• _Text provided_:
Features Published 25 November 2015

Scottee: “It’s too easy to write camp off as being naff.”

The artist and cabaret performer considers the British public's love/hate relationship with camp culture.
Scottee
Photo credit: Matthew Brindle

Photo credit: Matthew Brindle

I have an awkward relationship with my British cultural identity. Its successful appropriation by right wing groups has meant that Britishness often goes hand in hand with fascism. But one thing I can say for certain after touring our great isle for five years – the Brits do like of a bit of camp.

From pantomime to Shakespeare, light entertainment to drag – effeminate men have entertained audiences in outré going outwear long before queer equality was on the table. From Julian and Sandy spitting polari down the wireless to Wendy Richards asking after Mrs Slocombe’s pussy, camp was welcomed into our living rooms long before the gays were.

Many post-queers think the sexual reticence of the kind of camp celebrated by artists like Kenneth Williams, Frankie Howerd and Danny la Rue was reductive. The coy innuendo and sideways glances to the audience that were the mainstays of ’50s, ’60s and ’70s camp have since been scrutinized by many a queen for being all mouth and no trousers – all the entertainment value of camp with none of the sexuality. However, it’s not the icons of camp that are to blame for the Ken Doll nothing-down-there image. The public de-sexualised Williams, not vice versa. British heteronormative society couldn’t allow him to be sexualised. Because he was clearly not heterosexual, it was easier to make him into a kind of eunuch than to accept his homosexuality.

I think it’s too easy to write camp off as being naff, and that attitude means that the bravery of camp icons like Howerd and co is often ignored. I mean, where else have you heard rimming discussed on Radio 4? Camp, in my view, is activist. It found a route into queering the norm and the norm welcomed it in – granted, on its own terms.

Like most council kids I grew up two feet away from the telly. With a packet of crisps in my hand I watched early ’90s reruns of that ’70s camp brilliance. The likes of Carry On, Blankety Blank and Are You Being Served? infiltrated my mind and I began to learn my effeminacy could be used as a weapon, something that could deflect the machismo that surrounded me. Before that I had limited my gesticulation by talking with my hands in my pockets and hiding my limp wrist from the public, but the telly normalised my campness.

If pushed into defining my gender I think I’d tick camp – my voice is higher pitched, my walk is pronounced and my resting position is ‘I’m a little teapot’. And no matter what your beloved Judith Butler believes this isn’t a performed action. It’s not put on, it wasn’t learnt. It might be more affected now but I am and always will be camp.

Nowadays I live my life slightly louder and braver than those around me. I’ve worn clothing you might deem ridiculous but always do so under overpriced headphones to block out the noise of the real world. You might think we live in a tolerant society, but the truth is that the British public are confused by camp, and always have been. It’s still in our living rooms every Saturday night, but we don’t want it coming into our lives uninvited because we’re afraid of it, afraid of its unpredictability, afraid it might tell us the truth.

• _Listed entries_:
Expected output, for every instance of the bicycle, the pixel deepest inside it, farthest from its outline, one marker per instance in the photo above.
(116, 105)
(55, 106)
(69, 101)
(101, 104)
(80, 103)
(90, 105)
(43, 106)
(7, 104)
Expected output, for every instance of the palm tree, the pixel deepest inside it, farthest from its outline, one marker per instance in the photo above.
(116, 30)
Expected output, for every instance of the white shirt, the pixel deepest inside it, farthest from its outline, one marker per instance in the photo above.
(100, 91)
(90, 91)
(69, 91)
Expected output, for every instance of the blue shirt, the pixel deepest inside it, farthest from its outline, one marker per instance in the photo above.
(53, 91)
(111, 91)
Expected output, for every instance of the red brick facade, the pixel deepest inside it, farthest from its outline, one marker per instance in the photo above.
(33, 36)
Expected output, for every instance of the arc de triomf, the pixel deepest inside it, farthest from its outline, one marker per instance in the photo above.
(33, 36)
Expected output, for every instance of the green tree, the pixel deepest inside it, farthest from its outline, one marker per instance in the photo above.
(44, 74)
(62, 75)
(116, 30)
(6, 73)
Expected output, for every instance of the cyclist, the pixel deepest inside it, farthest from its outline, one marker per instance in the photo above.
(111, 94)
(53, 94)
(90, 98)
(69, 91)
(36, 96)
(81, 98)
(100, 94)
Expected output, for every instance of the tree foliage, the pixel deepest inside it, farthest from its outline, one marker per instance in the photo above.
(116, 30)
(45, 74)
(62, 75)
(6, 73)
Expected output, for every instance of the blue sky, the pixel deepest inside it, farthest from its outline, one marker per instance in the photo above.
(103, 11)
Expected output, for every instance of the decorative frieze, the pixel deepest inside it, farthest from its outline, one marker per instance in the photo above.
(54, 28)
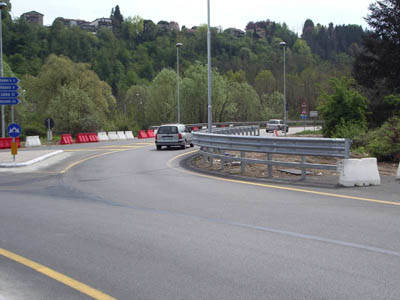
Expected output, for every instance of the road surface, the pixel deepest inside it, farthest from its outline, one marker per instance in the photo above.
(127, 222)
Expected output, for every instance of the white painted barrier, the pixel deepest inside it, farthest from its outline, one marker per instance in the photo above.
(112, 135)
(129, 135)
(121, 135)
(32, 141)
(360, 172)
(102, 136)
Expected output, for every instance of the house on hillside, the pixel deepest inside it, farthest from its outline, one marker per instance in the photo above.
(102, 23)
(33, 17)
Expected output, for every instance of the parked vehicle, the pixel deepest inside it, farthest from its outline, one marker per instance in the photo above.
(276, 124)
(173, 135)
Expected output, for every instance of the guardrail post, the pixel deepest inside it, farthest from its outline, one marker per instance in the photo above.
(269, 158)
(303, 169)
(243, 162)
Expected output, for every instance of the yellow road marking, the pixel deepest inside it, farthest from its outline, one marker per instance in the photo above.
(281, 187)
(100, 149)
(79, 286)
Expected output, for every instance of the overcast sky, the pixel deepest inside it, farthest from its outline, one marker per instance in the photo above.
(224, 13)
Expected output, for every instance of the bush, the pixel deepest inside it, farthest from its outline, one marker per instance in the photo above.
(384, 142)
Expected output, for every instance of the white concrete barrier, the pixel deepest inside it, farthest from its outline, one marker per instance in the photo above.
(360, 172)
(102, 136)
(121, 135)
(32, 141)
(129, 135)
(112, 135)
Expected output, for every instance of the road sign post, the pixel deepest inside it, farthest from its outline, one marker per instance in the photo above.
(8, 95)
(49, 123)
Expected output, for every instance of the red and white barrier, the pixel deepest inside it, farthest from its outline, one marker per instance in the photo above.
(121, 135)
(32, 141)
(112, 135)
(102, 136)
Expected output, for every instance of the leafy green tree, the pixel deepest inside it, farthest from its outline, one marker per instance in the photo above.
(377, 65)
(272, 106)
(344, 107)
(162, 104)
(265, 82)
(63, 86)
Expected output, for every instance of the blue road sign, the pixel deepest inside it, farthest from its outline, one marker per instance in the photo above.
(4, 94)
(8, 87)
(10, 101)
(14, 130)
(8, 80)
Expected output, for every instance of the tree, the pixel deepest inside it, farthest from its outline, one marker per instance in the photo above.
(346, 107)
(265, 82)
(117, 20)
(71, 93)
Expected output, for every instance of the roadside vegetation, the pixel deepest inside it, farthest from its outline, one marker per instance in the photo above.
(125, 78)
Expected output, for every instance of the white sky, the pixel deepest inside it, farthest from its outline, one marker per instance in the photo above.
(224, 13)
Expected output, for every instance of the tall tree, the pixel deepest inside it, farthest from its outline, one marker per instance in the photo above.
(117, 20)
(378, 65)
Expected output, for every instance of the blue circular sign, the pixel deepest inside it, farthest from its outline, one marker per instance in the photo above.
(14, 130)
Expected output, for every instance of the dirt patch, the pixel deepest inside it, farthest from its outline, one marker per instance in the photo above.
(256, 170)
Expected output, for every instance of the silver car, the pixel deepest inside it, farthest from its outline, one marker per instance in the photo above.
(173, 135)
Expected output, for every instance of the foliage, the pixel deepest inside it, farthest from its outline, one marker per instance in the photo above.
(344, 109)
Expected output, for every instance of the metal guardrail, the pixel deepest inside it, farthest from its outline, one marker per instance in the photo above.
(224, 139)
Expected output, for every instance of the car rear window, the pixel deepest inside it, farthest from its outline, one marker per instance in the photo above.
(167, 130)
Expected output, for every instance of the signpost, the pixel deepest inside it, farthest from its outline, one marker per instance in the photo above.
(14, 130)
(49, 123)
(9, 94)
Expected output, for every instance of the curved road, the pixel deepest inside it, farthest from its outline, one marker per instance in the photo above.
(135, 225)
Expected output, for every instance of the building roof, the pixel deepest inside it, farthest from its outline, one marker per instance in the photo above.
(32, 13)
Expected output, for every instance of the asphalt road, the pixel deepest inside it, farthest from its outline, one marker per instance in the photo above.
(134, 225)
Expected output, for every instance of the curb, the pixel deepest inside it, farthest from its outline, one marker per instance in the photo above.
(30, 162)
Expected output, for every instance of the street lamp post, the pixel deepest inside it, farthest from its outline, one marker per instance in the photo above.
(283, 44)
(209, 70)
(178, 45)
(3, 126)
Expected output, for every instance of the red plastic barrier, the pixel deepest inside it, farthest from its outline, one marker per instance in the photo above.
(5, 143)
(142, 134)
(150, 133)
(93, 138)
(66, 139)
(82, 138)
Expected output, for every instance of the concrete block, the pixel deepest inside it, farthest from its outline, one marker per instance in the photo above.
(129, 135)
(359, 172)
(102, 136)
(32, 141)
(112, 135)
(121, 135)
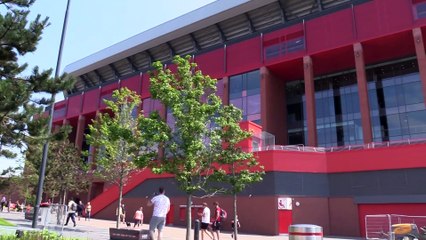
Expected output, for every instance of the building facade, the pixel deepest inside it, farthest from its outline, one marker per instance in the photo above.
(340, 84)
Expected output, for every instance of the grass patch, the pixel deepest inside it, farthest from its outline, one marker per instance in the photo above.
(6, 223)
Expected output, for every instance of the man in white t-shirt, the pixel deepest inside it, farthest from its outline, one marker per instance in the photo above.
(161, 205)
(205, 222)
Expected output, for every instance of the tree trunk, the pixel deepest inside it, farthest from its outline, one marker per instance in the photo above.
(188, 216)
(120, 198)
(235, 218)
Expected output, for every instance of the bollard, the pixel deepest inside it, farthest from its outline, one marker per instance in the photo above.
(305, 232)
(19, 233)
(197, 230)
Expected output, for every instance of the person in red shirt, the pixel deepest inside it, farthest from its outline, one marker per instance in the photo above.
(138, 217)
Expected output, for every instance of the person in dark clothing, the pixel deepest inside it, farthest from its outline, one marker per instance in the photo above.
(72, 208)
(80, 209)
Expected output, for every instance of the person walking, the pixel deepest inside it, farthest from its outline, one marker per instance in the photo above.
(121, 212)
(80, 209)
(205, 222)
(72, 208)
(3, 202)
(161, 205)
(234, 223)
(216, 220)
(88, 211)
(138, 217)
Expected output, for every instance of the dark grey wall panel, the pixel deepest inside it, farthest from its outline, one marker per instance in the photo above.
(372, 183)
(404, 182)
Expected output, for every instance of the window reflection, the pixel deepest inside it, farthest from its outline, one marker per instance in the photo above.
(244, 93)
(396, 102)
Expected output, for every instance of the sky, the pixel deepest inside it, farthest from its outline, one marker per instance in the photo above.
(94, 25)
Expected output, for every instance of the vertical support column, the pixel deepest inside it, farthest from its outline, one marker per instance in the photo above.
(80, 132)
(308, 72)
(273, 106)
(421, 57)
(363, 93)
(225, 82)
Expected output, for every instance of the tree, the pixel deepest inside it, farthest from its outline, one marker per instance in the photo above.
(65, 170)
(116, 139)
(10, 182)
(237, 167)
(18, 105)
(192, 145)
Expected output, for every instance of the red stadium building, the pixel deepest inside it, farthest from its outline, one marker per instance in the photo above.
(340, 85)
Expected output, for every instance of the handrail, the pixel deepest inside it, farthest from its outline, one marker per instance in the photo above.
(373, 145)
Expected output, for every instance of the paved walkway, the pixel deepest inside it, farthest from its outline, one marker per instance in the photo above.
(99, 229)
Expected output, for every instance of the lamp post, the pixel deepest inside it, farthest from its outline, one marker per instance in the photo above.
(51, 111)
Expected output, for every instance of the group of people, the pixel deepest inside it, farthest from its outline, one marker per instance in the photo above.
(79, 210)
(210, 226)
(4, 203)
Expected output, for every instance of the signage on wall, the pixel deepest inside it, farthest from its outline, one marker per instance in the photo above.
(284, 204)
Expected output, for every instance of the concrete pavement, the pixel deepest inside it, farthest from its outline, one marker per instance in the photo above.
(99, 229)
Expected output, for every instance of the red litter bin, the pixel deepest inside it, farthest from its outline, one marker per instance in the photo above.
(305, 232)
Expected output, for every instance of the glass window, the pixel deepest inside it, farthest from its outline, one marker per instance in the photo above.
(396, 99)
(245, 94)
(411, 93)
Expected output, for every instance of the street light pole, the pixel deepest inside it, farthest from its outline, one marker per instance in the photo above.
(51, 111)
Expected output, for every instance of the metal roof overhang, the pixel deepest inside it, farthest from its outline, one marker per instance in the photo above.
(200, 18)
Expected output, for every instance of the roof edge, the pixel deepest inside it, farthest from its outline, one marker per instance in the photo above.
(192, 21)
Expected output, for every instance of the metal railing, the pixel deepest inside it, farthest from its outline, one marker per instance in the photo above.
(380, 226)
(373, 145)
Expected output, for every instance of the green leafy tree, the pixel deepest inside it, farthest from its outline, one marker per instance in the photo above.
(18, 103)
(116, 138)
(237, 167)
(10, 182)
(192, 146)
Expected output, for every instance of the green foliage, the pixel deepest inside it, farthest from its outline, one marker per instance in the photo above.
(65, 170)
(201, 147)
(238, 168)
(191, 145)
(3, 222)
(18, 105)
(116, 138)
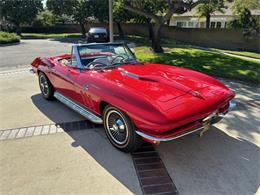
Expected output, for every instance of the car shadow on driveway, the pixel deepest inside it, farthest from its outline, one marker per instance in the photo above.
(213, 164)
(95, 143)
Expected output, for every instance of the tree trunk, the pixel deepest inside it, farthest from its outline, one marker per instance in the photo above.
(150, 29)
(18, 29)
(120, 31)
(156, 41)
(208, 21)
(83, 30)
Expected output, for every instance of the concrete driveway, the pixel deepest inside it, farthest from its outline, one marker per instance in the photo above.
(225, 160)
(24, 53)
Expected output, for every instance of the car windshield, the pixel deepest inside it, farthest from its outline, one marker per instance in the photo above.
(105, 55)
(97, 30)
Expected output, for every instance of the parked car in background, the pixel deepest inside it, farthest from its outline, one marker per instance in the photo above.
(97, 34)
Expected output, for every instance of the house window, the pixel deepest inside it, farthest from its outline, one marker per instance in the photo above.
(212, 24)
(218, 24)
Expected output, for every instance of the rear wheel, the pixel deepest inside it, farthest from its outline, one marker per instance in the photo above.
(120, 130)
(46, 87)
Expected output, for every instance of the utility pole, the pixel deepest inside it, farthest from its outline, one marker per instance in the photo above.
(111, 34)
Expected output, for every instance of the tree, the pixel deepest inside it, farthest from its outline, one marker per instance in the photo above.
(19, 12)
(245, 21)
(240, 5)
(120, 15)
(44, 18)
(80, 10)
(160, 16)
(207, 9)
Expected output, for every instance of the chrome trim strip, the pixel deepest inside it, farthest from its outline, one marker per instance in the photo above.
(232, 105)
(166, 139)
(83, 111)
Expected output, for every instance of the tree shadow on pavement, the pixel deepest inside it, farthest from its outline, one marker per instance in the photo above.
(214, 164)
(94, 142)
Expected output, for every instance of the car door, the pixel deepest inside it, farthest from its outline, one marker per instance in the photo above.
(62, 77)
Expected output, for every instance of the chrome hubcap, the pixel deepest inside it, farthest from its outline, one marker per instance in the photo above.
(116, 127)
(44, 85)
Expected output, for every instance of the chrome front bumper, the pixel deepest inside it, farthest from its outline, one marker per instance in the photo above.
(211, 119)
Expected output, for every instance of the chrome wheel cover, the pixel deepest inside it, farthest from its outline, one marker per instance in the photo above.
(116, 127)
(44, 85)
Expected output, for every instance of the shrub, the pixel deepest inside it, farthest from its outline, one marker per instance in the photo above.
(6, 37)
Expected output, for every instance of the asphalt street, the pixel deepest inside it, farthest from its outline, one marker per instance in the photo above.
(225, 160)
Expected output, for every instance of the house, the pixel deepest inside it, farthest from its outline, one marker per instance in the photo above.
(217, 20)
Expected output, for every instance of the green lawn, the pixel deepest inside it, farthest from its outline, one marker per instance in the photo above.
(45, 35)
(201, 60)
(243, 53)
(6, 38)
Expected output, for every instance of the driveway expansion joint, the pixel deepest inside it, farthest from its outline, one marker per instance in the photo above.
(24, 132)
(151, 172)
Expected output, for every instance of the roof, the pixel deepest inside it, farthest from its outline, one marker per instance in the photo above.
(227, 12)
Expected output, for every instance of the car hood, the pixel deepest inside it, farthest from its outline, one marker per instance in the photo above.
(163, 84)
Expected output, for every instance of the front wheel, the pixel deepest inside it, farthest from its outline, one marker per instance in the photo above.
(120, 130)
(46, 86)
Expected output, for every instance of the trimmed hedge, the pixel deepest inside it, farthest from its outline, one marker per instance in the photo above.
(6, 38)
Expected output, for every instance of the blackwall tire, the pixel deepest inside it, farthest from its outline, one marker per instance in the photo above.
(46, 87)
(120, 130)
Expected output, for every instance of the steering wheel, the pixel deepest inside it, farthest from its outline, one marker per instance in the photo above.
(93, 64)
(115, 58)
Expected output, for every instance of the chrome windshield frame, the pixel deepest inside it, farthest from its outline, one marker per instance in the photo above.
(75, 48)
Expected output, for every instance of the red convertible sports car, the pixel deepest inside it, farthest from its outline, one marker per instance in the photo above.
(135, 101)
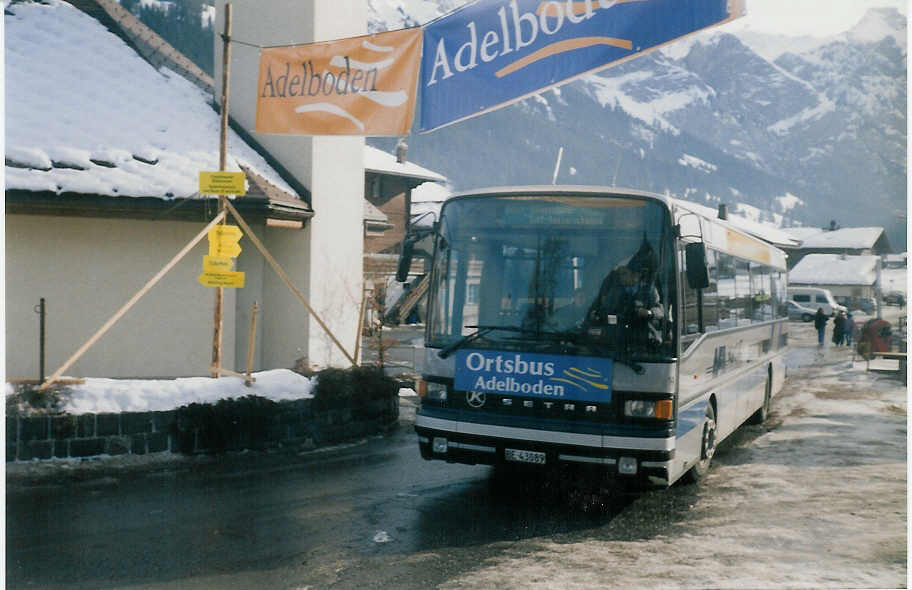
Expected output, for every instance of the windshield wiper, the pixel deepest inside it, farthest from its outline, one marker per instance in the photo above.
(468, 338)
(480, 331)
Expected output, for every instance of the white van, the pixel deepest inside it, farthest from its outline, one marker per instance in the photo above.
(815, 297)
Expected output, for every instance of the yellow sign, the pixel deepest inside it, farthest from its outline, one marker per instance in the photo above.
(217, 264)
(223, 241)
(222, 279)
(222, 183)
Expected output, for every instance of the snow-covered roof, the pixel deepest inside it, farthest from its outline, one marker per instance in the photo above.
(431, 192)
(376, 160)
(834, 269)
(765, 232)
(847, 237)
(894, 279)
(86, 114)
(372, 214)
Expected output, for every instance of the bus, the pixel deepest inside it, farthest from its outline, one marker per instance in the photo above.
(526, 363)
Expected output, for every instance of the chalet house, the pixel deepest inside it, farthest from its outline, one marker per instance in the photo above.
(848, 277)
(851, 241)
(389, 182)
(102, 191)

• _Stated goal A_: According to the article on camp, who de-sexualized Kenneth Williams?
• _Stated goal B_: Set down the part of the article on camp between "Many post-queers think" and "accept his homosexuality.", inclusive.

• _Written solution A_: The public de-sexualized Kenneth Williams.

• _Written solution B_:
Many post-queers think the sexual reticence of the kind of camp celebrated by artists like Kenneth Williams, Frankie Howerd and Danny la Rue was reductive. The coy innuendo and sideways glances to the audience that were the mainstays of ’50s, ’60s and ’70s camp have since been scrutinized by many a queen for being all mouth and no trousers – all the entertainment value of camp with none of the sexuality. However, it’s not the icons of camp that are to blame for the Ken Doll nothing-down-there image. The public de-sexualised Williams, not vice versa. British heteronormative society couldn’t allow him to be sexualised. Because he was clearly not heterosexual, it was easier to make him into a kind of eunuch than to accept his homosexuality.